→ TASK BRIEF
Please update the records below, swapping every "Target" for "Object" and keeping everything else the same.

→ RECORDS TO PROCESS
........
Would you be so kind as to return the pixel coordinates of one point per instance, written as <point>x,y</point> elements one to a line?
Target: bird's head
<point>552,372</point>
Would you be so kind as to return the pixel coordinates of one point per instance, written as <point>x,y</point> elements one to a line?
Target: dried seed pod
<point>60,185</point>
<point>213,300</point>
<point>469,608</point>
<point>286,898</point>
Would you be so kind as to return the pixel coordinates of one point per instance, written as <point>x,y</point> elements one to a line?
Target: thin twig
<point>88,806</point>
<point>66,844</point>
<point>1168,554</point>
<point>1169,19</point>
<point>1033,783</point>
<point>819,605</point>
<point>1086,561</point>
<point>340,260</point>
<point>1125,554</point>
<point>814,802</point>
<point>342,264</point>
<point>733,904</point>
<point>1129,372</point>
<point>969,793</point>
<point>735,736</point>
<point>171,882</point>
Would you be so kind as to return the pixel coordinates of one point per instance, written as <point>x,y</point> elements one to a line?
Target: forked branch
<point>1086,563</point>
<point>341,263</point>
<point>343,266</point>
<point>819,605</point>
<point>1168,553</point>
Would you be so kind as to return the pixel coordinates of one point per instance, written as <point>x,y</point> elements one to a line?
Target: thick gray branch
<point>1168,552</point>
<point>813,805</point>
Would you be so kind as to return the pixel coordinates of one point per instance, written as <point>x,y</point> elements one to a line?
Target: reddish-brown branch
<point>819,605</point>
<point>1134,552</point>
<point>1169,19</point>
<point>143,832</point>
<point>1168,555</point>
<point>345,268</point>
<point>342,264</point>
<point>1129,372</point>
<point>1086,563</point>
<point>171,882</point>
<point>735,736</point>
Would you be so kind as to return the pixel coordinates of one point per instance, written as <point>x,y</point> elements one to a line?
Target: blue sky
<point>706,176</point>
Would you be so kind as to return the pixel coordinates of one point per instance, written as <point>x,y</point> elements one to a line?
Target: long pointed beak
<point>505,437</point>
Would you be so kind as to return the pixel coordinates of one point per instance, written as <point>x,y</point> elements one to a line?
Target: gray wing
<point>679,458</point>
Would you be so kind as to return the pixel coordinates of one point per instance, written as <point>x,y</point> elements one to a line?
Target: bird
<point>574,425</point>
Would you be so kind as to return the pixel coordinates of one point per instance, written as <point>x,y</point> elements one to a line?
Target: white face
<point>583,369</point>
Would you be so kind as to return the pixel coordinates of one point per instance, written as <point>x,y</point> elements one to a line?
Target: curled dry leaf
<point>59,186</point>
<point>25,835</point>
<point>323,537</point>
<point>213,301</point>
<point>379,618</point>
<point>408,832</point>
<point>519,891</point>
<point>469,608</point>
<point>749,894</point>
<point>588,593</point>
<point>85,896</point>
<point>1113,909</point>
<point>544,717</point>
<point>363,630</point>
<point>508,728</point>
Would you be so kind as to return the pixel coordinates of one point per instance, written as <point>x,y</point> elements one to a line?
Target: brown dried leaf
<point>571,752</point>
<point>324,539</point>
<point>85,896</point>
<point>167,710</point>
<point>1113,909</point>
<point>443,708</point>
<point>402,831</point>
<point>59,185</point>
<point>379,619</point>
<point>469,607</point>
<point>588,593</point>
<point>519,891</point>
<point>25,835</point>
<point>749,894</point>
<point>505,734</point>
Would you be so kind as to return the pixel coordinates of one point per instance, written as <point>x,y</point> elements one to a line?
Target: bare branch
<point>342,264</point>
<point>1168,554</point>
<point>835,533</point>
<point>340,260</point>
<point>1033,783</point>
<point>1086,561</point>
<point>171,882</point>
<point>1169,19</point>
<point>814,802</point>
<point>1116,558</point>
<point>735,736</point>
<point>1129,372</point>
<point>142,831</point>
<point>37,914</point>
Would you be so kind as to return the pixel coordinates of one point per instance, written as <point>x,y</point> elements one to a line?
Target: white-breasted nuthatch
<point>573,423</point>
........
→ OUTPUT BELOW
Would you be so kind as to return the pixel coordinates of one point per instance, written as <point>x,y</point> elements one to a line?
Object: bird's head
<point>552,372</point>
Would you be so kind as to return the pixel coordinates of one point per instance, written as <point>x,y</point> elements one to a line?
Object: dried seed pod
<point>60,185</point>
<point>213,300</point>
<point>469,608</point>
<point>286,898</point>
Would you be so kind as to return the pixel coordinates of one point per instance, written as <point>x,y</point> elements one to a line?
Object: thin twig
<point>88,806</point>
<point>66,844</point>
<point>1168,554</point>
<point>1169,19</point>
<point>1033,783</point>
<point>819,605</point>
<point>1086,561</point>
<point>340,260</point>
<point>1125,554</point>
<point>814,802</point>
<point>342,264</point>
<point>733,904</point>
<point>1129,372</point>
<point>969,793</point>
<point>735,736</point>
<point>171,882</point>
Would you be so kind as to return the pixel coordinates of one point per instance, written as <point>x,y</point> elements one to a line?
Object: forked branch
<point>1086,563</point>
<point>341,263</point>
<point>343,266</point>
<point>819,605</point>
<point>1168,553</point>
Would you be so kind as to return the pixel coordinates of one point per instance, written as <point>x,y</point> elements one to a line?
Object: thick gray branch
<point>1168,552</point>
<point>813,805</point>
Would you be so kind as to return the pixel coordinates of one point per instance, written as <point>x,y</point> elements one to a line?
Object: reddish-brown branch
<point>819,605</point>
<point>1134,552</point>
<point>1169,19</point>
<point>143,832</point>
<point>1168,555</point>
<point>345,268</point>
<point>342,264</point>
<point>1129,372</point>
<point>1086,563</point>
<point>171,882</point>
<point>735,736</point>
Would you be so kind as to return the pixel coordinates of one point per instance, written as <point>x,y</point> elements one to a line?
Object: blue sky
<point>706,176</point>
Would you be so kind as to return the pixel coordinates of one point per instance, written as <point>x,y</point> elements one to a line?
Object: long pointed beak
<point>505,437</point>
Would you be so kind as to return the pixel coordinates of one point per instance, written as <point>x,y</point> elements one to a line?
Object: gray wing
<point>679,458</point>
Would you be so kind as to return the pixel coordinates of one point per instance, written as <point>x,y</point> elements one to a line?
Object: bird
<point>574,425</point>
Would you be so kind as to return the pixel coordinates of one point per instance, written as <point>x,y</point> elements one to a line?
Object: white face
<point>583,369</point>
Would you be so kind as to return the pixel coordinates of one point per instance, written as <point>x,y</point> elements one to a line?
Object: curled dry leaf
<point>59,186</point>
<point>25,835</point>
<point>323,537</point>
<point>213,301</point>
<point>379,618</point>
<point>408,832</point>
<point>519,891</point>
<point>469,608</point>
<point>749,894</point>
<point>588,593</point>
<point>85,896</point>
<point>1113,909</point>
<point>544,717</point>
<point>363,630</point>
<point>508,728</point>
Would you be so kind as to return the pixel coordinates of one point per instance, written as <point>x,y</point> elements one to a line?
Object: brown dried leaf
<point>571,752</point>
<point>324,539</point>
<point>85,896</point>
<point>167,710</point>
<point>1113,909</point>
<point>443,708</point>
<point>402,831</point>
<point>59,185</point>
<point>379,619</point>
<point>469,607</point>
<point>588,593</point>
<point>519,891</point>
<point>25,835</point>
<point>749,894</point>
<point>505,734</point>
Would you be so kind as to return the pixel coordinates of one point per instance, written as <point>x,y</point> elements one to a line?
Object: bare branch
<point>342,264</point>
<point>1168,554</point>
<point>835,533</point>
<point>340,260</point>
<point>1033,783</point>
<point>1086,561</point>
<point>171,882</point>
<point>1169,19</point>
<point>814,802</point>
<point>1116,558</point>
<point>735,736</point>
<point>1129,372</point>
<point>142,831</point>
<point>37,914</point>
Would you be so kind as to return the pixel coordinates of one point per instance, written as <point>x,y</point> elements one to a line?
Object: white-breasted nuthatch
<point>573,423</point>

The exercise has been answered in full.